THE SHASHI THAROOR COLUMN
Rights, a casualty?
AFP
A fallout of fighting terror ... new procedures for identification.
IF the first casualty of war is truth, has the first casualty of the war against terror been tolerance?
Recent developments around the world from the denial of visas to innocent travellers to intrusive checks, investigations and detentions have raised real concern, and not just in the minds of scare-mongers. In a recent report to Member States of the United Nations, Secretary-General Kofi Annan expressed his fear that the world may retreat from the progress it has made in human rights and democracy. Human rights, after all, have been threatened both by terrorism itself and by the methods that some States are using to combat it.

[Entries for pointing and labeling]
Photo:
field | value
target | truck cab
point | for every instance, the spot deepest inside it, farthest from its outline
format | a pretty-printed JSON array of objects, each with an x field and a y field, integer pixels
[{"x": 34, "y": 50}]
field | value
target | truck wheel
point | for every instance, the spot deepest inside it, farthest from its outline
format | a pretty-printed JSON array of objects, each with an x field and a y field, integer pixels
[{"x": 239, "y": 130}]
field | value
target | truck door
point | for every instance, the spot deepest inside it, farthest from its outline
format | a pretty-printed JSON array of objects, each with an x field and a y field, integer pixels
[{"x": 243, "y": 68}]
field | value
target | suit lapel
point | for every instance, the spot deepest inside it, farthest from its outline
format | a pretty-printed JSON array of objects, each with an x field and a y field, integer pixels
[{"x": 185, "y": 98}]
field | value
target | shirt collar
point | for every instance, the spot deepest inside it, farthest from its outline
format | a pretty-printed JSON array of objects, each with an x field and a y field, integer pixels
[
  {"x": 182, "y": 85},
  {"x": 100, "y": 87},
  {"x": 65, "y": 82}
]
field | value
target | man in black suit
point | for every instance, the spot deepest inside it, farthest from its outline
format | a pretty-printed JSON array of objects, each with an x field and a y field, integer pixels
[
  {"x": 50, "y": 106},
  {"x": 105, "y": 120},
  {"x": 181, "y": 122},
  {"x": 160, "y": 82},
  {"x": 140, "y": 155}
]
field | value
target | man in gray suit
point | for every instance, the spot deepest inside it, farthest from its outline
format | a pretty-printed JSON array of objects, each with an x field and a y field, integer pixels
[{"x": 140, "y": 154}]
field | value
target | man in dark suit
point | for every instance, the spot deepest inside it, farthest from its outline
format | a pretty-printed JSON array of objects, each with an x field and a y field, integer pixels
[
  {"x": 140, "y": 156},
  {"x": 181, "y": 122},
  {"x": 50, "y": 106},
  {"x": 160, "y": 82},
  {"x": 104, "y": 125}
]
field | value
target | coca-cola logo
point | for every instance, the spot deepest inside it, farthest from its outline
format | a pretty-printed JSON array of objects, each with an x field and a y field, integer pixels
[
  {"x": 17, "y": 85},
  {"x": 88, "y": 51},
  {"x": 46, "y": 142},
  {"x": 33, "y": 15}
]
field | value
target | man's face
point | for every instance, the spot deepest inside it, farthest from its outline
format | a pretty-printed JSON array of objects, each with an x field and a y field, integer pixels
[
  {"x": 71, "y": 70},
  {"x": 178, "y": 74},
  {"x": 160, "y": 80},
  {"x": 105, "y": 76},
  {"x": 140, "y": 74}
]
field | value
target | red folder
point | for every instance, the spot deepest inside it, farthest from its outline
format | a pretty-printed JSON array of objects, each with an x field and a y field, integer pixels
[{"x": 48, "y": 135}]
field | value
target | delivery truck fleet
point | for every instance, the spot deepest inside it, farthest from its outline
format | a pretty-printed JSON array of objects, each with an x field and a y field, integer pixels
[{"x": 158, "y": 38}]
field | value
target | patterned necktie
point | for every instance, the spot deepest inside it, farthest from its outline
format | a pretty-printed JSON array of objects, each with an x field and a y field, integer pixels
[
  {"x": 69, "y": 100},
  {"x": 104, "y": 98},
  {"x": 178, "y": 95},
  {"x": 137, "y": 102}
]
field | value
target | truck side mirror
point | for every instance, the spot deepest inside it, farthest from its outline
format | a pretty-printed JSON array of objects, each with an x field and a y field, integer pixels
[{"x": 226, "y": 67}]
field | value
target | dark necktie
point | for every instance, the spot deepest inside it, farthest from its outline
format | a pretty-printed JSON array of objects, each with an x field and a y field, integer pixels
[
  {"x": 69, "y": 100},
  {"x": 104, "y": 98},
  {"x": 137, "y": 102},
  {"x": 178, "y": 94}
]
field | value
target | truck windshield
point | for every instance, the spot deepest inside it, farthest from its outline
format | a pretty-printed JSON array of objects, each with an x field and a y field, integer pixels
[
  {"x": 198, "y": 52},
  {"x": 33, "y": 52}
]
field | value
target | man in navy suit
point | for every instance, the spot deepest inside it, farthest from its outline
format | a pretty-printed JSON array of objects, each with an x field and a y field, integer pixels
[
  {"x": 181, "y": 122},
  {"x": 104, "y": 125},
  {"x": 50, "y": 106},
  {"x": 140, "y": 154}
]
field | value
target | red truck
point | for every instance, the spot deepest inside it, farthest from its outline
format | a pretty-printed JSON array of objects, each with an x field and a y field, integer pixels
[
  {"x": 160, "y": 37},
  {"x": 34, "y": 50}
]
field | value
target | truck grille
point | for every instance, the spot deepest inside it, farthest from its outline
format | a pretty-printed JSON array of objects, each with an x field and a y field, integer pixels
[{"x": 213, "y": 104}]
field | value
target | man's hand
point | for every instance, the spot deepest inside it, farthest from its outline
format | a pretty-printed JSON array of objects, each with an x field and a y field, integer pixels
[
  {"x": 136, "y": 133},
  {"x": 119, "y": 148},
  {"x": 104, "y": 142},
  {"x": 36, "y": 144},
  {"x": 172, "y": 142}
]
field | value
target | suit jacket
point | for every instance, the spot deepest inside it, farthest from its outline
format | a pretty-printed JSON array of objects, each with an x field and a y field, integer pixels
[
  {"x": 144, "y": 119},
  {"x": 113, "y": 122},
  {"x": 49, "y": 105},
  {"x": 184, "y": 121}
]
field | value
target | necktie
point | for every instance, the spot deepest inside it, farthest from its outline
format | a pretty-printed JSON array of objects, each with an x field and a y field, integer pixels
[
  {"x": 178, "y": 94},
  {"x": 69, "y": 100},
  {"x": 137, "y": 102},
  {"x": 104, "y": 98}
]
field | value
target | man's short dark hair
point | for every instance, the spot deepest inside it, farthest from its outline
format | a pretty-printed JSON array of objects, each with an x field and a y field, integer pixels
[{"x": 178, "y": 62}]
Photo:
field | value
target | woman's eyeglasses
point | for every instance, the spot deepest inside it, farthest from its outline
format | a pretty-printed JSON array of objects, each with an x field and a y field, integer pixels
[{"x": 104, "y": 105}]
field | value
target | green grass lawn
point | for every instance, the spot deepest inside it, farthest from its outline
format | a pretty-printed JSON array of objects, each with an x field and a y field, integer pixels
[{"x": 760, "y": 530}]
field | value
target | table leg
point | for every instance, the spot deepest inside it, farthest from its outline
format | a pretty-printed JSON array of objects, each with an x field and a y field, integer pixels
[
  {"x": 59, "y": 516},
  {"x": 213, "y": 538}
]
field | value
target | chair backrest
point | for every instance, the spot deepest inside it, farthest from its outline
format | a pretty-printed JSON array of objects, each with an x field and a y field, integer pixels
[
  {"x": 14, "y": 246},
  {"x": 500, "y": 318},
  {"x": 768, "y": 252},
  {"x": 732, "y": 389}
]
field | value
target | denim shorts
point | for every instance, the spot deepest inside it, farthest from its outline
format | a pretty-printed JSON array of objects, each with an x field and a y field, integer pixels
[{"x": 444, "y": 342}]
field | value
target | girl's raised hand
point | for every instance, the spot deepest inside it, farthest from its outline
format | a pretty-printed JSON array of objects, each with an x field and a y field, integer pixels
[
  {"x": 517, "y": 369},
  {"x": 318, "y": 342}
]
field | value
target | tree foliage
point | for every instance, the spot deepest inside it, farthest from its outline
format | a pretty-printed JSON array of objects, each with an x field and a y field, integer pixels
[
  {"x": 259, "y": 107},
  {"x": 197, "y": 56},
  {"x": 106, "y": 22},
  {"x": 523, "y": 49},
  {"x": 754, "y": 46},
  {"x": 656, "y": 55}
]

## Request 1
Reproduce the part of the column on terrorism and human rights starting with "THE SHASHI THAROOR" and going on through "terror been tolerance?".
## Request 2
Answer these questions about the column on terrorism and human rights.
(a) According to the column's opening question, what is the first casualty of war?
(b) Who expressed fear, in a report to Member States of the United Nations, that the world may retreat from its progress in human rights and democracy?
(c) By what two things does the column say human rights have been threatened?
## Request 3
Extend the column on terrorism and human rights, starting right after its last sentence.

## Answer 1
THE SHASHI THAROOR COLUMN
Rights, a casualty?
AFP
A fallout of fighting terror ... new procedures for identification.
IF the first casualty of war is truth, has the first casualty of the war against terror been tolerance?

## Answer 2
(a) Truth.
(b) Secretary-General Kofi Annan.
(c) By terrorism itself and by the methods that some States are using to combat it.

## Answer 3
It's not that the Secretary-General is suggesting that terrorism should not be combated. As he said at a moving commemoration at the U.N. on the first anniversary of September 11: "There could be no greater affront to the spirit and purpose of the United Nations than the terrorist attacks of September 11. Everything that we work for, peace, development, health, freedom, is damaged by this horror. Everything that we believe in, respect for human life, justice, tolerance, pluralism and democracy, is threatened by it. It must be defeated by the world acting as one." But the question remains: how should the world act? Many Governments in the developing world have learned in recent years that one way to eliminate frustration and anger in their societies is through promoting the growth of democracy and the rule of law. In democratic societies there are roadmaps for non-violent dissent. Power relations between ethnic and religious groups and the State are mediated, and there are mechanisms (however imperfect) to obtain justice. Democratic systems offer hope for change without the need for violence.
Terrorism threatens democracies and autocracies alike. But just as we make the world a smaller and less secure place for terrorism's pyromaniacs, we must make it a less friendly and less receptive place for those regimes that repress their citizens, and thereby fuel the fire.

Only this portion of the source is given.